SET PROBLEM —
Print every line of the data below verbatim, without any alteration.

RECORDED INFORMATION —
______

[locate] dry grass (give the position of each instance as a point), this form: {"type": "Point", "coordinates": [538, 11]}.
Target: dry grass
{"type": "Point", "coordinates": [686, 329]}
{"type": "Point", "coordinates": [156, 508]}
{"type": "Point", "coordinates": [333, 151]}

______

THE RESULT —
[locate] dry grass (give the position of each instance as a point), this form: {"type": "Point", "coordinates": [538, 11]}.
Target: dry grass
{"type": "Point", "coordinates": [686, 329]}
{"type": "Point", "coordinates": [156, 508]}
{"type": "Point", "coordinates": [333, 151]}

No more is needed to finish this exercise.